▶ **REQUIRED ACTION**:
All of the records listed below should be retyped exactly.

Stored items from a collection
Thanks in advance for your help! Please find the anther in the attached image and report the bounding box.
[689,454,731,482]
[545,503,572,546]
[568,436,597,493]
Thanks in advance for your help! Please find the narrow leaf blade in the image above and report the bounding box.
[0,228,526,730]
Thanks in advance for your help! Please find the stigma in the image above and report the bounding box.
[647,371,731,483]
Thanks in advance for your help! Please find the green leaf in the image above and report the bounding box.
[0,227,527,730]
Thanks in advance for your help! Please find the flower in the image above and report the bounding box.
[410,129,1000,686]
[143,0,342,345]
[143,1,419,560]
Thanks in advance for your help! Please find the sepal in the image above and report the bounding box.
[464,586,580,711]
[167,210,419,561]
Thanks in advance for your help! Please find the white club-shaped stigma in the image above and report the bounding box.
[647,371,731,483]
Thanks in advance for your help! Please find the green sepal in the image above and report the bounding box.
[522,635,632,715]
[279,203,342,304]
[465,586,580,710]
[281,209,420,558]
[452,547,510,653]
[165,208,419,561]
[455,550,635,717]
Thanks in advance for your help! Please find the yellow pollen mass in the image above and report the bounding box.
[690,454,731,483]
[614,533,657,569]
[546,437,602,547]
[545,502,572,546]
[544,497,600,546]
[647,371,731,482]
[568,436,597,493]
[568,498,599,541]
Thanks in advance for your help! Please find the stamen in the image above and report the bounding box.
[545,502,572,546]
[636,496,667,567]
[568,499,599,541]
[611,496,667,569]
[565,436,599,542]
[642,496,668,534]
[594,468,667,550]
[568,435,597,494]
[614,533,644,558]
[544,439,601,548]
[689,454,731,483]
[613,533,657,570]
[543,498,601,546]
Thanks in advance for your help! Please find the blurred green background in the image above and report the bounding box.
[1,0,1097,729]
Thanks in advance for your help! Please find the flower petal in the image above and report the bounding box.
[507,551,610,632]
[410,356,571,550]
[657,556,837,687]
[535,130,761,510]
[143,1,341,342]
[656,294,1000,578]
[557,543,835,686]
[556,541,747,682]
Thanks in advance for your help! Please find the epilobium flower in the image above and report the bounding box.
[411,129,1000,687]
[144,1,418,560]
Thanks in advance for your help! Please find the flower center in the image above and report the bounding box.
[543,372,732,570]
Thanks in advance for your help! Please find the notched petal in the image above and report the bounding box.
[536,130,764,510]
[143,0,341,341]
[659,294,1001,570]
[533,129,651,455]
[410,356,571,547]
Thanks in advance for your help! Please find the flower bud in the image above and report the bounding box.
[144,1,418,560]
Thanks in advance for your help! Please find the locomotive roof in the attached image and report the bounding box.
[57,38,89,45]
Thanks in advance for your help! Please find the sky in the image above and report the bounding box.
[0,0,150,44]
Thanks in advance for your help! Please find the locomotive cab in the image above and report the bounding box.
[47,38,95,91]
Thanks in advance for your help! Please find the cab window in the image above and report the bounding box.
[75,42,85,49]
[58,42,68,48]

▶ **PROBLEM SOLUTION**:
Thanks in advance for your help! Please find the anther in the attached image and report the bounding box.
[689,454,731,482]
[545,503,572,546]
[568,436,597,493]
Thanks in advance for your help! Please find the narrow leaf blade in the image above and report the bounding box.
[0,228,526,730]
Thanks in advance for your help! Please find the stigma in the image above and report the bounding box.
[647,371,731,483]
Thanks in advance for your help! Please find the green leaf in the image above and report the bounding box.
[0,227,527,730]
Thanks in advance for your help! Please find the flower in the image above and report the bounding box.
[410,129,1000,686]
[143,0,342,345]
[143,1,419,560]
Thanks in advance for your help! Please find the sepal in the image above and report the bounding box.
[464,586,580,711]
[167,210,419,561]
Thanks in advance for your help! Please find the white club-shaped stigma in the image above and report the bounding box.
[647,371,731,483]
Thanks in advance for your help! Please find the green sepal in the image above and report the bounding box.
[522,635,632,715]
[279,203,342,304]
[465,586,580,710]
[281,209,420,558]
[452,547,510,653]
[165,208,419,561]
[455,550,635,717]
Thanks in advance for your help! Please find the yellow pollen mass in the image above and report the bounding box.
[690,454,731,483]
[614,533,657,569]
[546,437,602,547]
[545,502,572,546]
[544,497,600,546]
[647,371,731,482]
[568,436,597,493]
[568,498,599,541]
Thanks in advance for your help! Please find the stamen in the image above and report the bounding box.
[545,502,572,546]
[636,496,667,567]
[568,499,599,541]
[611,496,667,569]
[565,436,599,542]
[642,496,668,534]
[594,468,667,550]
[568,435,597,494]
[614,533,644,558]
[544,439,601,548]
[689,454,731,483]
[613,533,657,570]
[543,498,601,546]
Thanks in advance for your help! Please find the blurred green background in the image above and report the bounding box.
[1,0,1097,729]
Thanks in advance for your help! Please find the flower petal in the image above and report the bounding box.
[507,551,610,632]
[410,356,571,550]
[657,556,837,687]
[535,130,761,510]
[143,1,341,342]
[656,294,1000,578]
[557,543,835,686]
[556,541,747,682]
Thanks in advance for your help! Please find the epilobium flower in the image above and report the bounding box.
[411,129,1000,687]
[144,1,418,560]
Thanks in advance for your help! Please find the flower center in the image above and report the bounding box.
[543,372,732,570]
Thanks in advance for your help! Please find the notched petal in the image above and report the bounding box.
[536,130,764,510]
[143,0,341,341]
[659,294,1001,570]
[533,129,651,455]
[410,356,571,547]
Thanks in advance for your help! Please find the flower bud in the image above and report the bounding box.
[144,1,418,560]
Thanks in advance for your help! Please find the locomotive roof in the attached image and report the bounding box.
[57,38,89,45]
Thanks in advance for your help! Please find the sky in the image above and report the bounding box.
[0,0,150,44]
Thanks in advance for your help! Please find the locomotive cab in the image above and report the bounding box.
[47,38,95,91]
Thanks in advance for your help! Please find the cab window in the image above and report the bounding box.
[75,42,85,49]
[58,42,68,48]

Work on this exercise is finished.